■ **Your goal**
Your response should consist of every entry, unchanged.

■ **Data for review**
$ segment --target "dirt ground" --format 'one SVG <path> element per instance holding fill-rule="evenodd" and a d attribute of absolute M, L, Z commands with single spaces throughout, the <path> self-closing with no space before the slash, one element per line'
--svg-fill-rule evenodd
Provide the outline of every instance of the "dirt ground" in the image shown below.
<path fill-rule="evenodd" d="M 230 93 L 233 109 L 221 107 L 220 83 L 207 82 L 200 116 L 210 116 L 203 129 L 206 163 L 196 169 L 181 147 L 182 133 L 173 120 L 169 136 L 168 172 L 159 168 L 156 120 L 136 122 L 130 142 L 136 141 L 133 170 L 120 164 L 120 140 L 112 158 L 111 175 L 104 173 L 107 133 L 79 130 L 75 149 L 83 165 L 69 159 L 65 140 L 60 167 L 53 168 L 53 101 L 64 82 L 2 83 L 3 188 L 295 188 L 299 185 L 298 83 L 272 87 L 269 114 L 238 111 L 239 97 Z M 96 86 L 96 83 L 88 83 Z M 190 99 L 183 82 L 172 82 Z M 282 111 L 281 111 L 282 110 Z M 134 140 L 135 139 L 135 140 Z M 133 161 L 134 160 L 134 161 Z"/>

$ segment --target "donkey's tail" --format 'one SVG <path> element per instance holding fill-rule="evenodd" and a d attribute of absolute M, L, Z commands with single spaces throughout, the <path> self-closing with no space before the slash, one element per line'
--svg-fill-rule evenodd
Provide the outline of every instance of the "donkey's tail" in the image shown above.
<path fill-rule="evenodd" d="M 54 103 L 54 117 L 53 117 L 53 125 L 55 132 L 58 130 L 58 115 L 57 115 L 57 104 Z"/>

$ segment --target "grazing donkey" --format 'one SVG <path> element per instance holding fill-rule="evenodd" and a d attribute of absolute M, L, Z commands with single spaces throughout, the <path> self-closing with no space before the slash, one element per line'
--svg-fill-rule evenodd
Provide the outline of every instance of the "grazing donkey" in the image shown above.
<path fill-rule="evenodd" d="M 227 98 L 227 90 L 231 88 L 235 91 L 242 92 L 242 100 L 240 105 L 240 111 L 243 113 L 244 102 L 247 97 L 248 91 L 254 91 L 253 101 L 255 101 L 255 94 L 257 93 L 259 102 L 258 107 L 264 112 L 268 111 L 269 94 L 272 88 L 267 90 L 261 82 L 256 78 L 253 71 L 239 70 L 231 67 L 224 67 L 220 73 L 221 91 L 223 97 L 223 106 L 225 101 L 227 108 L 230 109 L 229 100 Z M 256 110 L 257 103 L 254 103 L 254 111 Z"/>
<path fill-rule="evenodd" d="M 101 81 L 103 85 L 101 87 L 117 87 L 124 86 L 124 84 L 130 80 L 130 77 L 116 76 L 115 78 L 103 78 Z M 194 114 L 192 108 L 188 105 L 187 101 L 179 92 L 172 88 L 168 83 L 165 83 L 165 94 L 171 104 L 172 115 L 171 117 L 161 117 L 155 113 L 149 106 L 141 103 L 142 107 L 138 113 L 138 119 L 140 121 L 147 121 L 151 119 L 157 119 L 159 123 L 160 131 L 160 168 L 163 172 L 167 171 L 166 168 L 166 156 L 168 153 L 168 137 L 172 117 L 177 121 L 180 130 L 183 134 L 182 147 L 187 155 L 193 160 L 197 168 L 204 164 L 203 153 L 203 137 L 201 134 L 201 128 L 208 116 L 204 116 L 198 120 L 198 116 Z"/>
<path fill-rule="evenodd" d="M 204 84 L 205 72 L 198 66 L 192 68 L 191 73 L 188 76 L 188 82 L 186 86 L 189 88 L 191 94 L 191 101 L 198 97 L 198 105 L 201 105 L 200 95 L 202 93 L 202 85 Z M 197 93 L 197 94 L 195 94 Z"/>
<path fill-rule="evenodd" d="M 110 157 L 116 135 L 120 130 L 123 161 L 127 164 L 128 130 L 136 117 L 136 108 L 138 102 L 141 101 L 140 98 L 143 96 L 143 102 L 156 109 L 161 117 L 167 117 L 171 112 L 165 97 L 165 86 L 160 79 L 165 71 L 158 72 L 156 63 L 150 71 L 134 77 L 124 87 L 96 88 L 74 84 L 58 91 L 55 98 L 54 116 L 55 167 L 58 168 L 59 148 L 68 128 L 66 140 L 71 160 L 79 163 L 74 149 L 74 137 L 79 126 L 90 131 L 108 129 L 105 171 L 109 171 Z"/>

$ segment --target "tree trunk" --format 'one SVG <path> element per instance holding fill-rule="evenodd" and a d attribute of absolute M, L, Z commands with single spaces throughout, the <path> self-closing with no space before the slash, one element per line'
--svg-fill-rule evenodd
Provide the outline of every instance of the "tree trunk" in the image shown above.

■ **Response area**
$ segment --target "dirt ground" --format 'one SVG <path> element per instance holding fill-rule="evenodd" and a d attribute of absolute M, L, Z commands with single spaces throughout, the <path> self-closing with no space before the slash, one element per line'
--svg-fill-rule evenodd
Provide the outline of every instance of the "dirt ground" in the image shown below.
<path fill-rule="evenodd" d="M 230 93 L 233 109 L 221 107 L 220 83 L 207 82 L 200 116 L 210 116 L 203 129 L 206 163 L 196 169 L 181 147 L 182 133 L 173 120 L 169 136 L 168 172 L 159 168 L 156 120 L 136 122 L 130 142 L 136 141 L 133 170 L 120 164 L 120 140 L 112 158 L 111 175 L 104 173 L 107 133 L 79 130 L 75 149 L 83 165 L 69 159 L 65 140 L 60 167 L 53 168 L 53 101 L 64 82 L 2 83 L 3 188 L 295 188 L 299 185 L 298 83 L 272 87 L 269 114 L 238 111 L 239 97 Z M 96 86 L 96 83 L 88 83 Z M 190 99 L 183 82 L 172 82 Z M 282 111 L 281 111 L 282 110 Z M 134 140 L 135 139 L 135 140 Z M 133 161 L 134 160 L 134 161 Z"/>

$ segment --target "donkey's tail" --format 'one SVG <path> element per instance holding fill-rule="evenodd" and a d attribute of absolute M, L, Z commands with single spaces throughout, the <path> self-closing with no space before the slash, one element per line'
--svg-fill-rule evenodd
Provide the outline of every instance of the "donkey's tail" in the image shown above.
<path fill-rule="evenodd" d="M 54 103 L 54 117 L 53 117 L 53 125 L 55 132 L 58 130 L 58 115 L 57 115 L 57 104 Z"/>

$ segment --target "grazing donkey" --format 'one SVG <path> element per instance holding fill-rule="evenodd" and a d attribute of absolute M, L, Z commands with single spaces throughout, the <path> self-closing with no space before the slash, one element per line'
--svg-fill-rule evenodd
Provide the outline of every instance of the "grazing donkey" in the image shown above.
<path fill-rule="evenodd" d="M 227 98 L 227 90 L 231 88 L 235 91 L 242 92 L 242 100 L 240 105 L 240 111 L 243 113 L 244 102 L 247 97 L 248 91 L 254 91 L 253 101 L 255 101 L 255 94 L 257 93 L 259 102 L 258 107 L 264 112 L 268 111 L 269 94 L 272 88 L 267 90 L 261 82 L 256 78 L 253 71 L 239 70 L 231 67 L 224 67 L 220 73 L 221 91 L 223 97 L 223 106 L 225 101 L 227 108 L 230 109 L 229 100 Z M 256 110 L 257 103 L 254 103 L 254 111 Z"/>
<path fill-rule="evenodd" d="M 101 81 L 103 85 L 101 87 L 117 87 L 124 86 L 124 84 L 130 80 L 130 77 L 116 76 L 115 78 L 103 78 Z M 194 114 L 192 108 L 188 105 L 187 101 L 179 92 L 172 88 L 168 83 L 165 83 L 165 94 L 171 104 L 172 115 L 171 117 L 161 117 L 155 113 L 149 106 L 141 103 L 142 107 L 138 113 L 138 119 L 140 121 L 147 121 L 151 119 L 157 119 L 159 123 L 160 131 L 160 168 L 163 172 L 167 171 L 166 168 L 166 156 L 168 153 L 168 137 L 172 117 L 177 121 L 180 130 L 183 134 L 182 147 L 187 155 L 193 160 L 197 168 L 204 164 L 203 153 L 203 137 L 201 134 L 201 128 L 208 116 L 204 116 L 198 120 L 198 116 Z"/>
<path fill-rule="evenodd" d="M 204 84 L 205 72 L 198 66 L 192 68 L 191 73 L 188 76 L 188 82 L 186 86 L 189 88 L 191 94 L 191 101 L 198 97 L 198 105 L 201 105 L 200 95 L 202 93 L 202 85 Z M 197 93 L 197 94 L 195 94 Z"/>
<path fill-rule="evenodd" d="M 110 157 L 116 135 L 120 130 L 123 161 L 127 164 L 128 130 L 136 117 L 136 108 L 138 102 L 141 101 L 140 98 L 143 96 L 143 102 L 156 109 L 161 117 L 167 117 L 171 112 L 165 97 L 165 86 L 160 79 L 165 71 L 158 72 L 156 63 L 150 71 L 134 77 L 124 87 L 96 88 L 74 84 L 58 91 L 55 98 L 54 116 L 55 167 L 58 168 L 59 148 L 68 128 L 66 140 L 71 160 L 79 163 L 74 149 L 74 137 L 79 126 L 90 131 L 108 129 L 105 171 L 109 171 Z"/>

$ segment --target "tree trunk" --format 'one SVG <path> element per instance holding fill-rule="evenodd" and a d attribute of absolute M, L, Z commands with single spaces throughout, the <path> self-closing with no space before the slash, one element per line'
--svg-fill-rule evenodd
Provide the outline of every instance of the "tree trunk" in the image shown above.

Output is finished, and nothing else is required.